### [Work to complete]
Among the records, find the lines that hold the string "school" and return them.
-------- Provided information
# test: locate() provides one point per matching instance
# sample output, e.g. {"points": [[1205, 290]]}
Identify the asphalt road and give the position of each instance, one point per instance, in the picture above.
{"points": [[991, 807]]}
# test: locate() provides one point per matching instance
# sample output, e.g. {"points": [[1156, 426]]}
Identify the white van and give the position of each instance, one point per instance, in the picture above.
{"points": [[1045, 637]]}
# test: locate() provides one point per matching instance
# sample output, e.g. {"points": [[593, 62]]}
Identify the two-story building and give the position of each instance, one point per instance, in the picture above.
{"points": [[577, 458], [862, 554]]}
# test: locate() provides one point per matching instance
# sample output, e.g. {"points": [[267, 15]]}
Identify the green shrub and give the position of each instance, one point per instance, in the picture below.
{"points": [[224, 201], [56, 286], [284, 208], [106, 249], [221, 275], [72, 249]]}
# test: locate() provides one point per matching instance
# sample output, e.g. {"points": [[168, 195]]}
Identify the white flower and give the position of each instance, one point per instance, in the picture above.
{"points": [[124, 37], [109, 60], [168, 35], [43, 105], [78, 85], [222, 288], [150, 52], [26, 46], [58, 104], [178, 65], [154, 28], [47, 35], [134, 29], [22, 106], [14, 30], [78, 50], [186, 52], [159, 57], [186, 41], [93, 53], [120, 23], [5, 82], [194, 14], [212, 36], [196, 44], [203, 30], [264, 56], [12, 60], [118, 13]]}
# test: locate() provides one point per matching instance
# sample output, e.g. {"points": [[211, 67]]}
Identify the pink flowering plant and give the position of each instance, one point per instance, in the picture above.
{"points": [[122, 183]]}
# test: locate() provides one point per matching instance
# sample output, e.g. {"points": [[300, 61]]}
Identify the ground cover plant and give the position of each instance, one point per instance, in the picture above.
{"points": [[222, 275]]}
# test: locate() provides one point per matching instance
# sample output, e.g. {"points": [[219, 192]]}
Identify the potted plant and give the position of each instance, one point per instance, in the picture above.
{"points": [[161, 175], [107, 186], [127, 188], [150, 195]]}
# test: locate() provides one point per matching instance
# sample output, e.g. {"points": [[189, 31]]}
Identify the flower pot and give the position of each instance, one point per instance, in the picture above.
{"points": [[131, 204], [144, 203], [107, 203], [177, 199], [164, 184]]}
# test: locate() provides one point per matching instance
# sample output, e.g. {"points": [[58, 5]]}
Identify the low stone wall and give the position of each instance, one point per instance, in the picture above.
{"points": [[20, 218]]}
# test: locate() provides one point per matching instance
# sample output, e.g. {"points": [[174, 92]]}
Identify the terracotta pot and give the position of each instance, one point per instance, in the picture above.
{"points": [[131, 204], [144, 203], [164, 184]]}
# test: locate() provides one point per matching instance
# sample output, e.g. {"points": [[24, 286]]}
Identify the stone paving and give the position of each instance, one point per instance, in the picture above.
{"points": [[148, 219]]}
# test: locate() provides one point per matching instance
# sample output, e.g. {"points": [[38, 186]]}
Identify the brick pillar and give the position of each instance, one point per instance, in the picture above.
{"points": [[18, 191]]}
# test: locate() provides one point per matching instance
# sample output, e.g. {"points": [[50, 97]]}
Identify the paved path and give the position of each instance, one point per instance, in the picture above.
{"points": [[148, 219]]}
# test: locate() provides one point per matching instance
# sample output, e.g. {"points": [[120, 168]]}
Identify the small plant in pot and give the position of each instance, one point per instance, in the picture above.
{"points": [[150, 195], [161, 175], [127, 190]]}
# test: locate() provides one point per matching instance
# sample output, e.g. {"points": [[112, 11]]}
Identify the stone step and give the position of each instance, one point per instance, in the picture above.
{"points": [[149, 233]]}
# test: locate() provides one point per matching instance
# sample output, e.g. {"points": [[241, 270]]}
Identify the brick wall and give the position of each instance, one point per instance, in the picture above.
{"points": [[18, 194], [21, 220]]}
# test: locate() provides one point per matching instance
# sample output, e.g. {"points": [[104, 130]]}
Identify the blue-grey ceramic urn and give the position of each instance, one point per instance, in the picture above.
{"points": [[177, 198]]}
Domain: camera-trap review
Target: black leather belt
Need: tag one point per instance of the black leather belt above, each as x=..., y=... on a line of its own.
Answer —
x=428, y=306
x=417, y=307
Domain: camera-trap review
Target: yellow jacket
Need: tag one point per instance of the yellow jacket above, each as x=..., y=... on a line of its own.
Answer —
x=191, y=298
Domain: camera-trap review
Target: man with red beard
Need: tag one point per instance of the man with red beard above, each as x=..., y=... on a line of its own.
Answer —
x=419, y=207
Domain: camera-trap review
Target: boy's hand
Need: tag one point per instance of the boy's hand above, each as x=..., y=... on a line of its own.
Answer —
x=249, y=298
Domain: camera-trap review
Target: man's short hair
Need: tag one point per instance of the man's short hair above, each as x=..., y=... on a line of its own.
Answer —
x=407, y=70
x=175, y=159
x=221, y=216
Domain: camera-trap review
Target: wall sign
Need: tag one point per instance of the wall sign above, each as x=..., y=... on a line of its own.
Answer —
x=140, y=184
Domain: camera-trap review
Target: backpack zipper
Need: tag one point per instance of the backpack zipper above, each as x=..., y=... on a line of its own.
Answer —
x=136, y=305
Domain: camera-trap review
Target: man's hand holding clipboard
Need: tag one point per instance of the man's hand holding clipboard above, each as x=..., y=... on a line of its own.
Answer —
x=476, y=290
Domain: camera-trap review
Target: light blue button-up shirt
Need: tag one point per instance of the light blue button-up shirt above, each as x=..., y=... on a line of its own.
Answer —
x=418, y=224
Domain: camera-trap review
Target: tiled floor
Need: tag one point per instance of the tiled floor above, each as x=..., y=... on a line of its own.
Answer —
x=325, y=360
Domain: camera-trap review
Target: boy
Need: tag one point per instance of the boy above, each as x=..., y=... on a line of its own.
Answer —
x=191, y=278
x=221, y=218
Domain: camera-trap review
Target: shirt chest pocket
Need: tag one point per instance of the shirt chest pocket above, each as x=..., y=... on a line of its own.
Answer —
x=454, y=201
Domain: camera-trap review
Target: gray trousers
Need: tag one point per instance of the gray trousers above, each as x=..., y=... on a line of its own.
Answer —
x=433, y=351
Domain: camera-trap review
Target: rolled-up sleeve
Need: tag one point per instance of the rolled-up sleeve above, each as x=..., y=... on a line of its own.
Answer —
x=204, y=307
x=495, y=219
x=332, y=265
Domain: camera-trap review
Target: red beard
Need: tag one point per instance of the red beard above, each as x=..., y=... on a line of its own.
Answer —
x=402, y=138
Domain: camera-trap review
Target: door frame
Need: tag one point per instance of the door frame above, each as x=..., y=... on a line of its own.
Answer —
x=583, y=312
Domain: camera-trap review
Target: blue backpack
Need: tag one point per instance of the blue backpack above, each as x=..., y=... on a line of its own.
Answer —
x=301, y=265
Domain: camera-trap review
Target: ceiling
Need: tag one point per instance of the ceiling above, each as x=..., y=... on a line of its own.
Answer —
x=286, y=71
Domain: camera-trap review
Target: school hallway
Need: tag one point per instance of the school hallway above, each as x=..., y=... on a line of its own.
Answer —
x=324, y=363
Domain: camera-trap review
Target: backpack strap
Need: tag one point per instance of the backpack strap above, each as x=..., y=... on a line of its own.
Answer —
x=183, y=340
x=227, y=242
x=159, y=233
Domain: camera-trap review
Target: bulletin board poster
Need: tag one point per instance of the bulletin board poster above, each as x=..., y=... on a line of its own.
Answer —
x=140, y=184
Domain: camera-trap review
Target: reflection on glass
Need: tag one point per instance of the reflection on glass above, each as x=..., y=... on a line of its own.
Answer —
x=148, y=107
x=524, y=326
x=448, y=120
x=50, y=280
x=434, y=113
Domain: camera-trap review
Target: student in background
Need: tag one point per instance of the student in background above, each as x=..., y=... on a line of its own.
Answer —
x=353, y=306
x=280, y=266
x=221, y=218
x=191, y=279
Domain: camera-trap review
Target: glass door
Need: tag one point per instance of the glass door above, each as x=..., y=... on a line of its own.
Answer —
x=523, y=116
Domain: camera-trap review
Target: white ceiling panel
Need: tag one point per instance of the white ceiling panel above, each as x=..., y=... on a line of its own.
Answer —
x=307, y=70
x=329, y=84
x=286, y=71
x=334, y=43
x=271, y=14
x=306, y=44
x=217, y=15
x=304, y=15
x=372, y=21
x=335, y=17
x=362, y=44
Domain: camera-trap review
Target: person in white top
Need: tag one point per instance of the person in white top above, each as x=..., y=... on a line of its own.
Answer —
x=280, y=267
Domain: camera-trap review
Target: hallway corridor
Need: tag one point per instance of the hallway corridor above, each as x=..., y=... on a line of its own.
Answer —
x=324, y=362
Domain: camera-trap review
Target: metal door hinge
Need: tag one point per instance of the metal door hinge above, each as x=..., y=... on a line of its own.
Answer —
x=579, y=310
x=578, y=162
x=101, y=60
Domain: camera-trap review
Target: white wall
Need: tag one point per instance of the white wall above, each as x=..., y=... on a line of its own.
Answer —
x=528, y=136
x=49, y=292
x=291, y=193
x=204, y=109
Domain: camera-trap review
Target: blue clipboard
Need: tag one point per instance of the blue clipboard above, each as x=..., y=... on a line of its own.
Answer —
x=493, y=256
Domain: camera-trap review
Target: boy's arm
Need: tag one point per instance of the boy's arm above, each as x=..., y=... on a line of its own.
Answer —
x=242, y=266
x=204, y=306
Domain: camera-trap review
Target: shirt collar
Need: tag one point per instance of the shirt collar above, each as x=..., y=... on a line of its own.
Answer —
----------------
### [Solution to this task]
Target: school hallway
Need: tag one point per instance of the school hallway above, each as x=..., y=... on a line of its own.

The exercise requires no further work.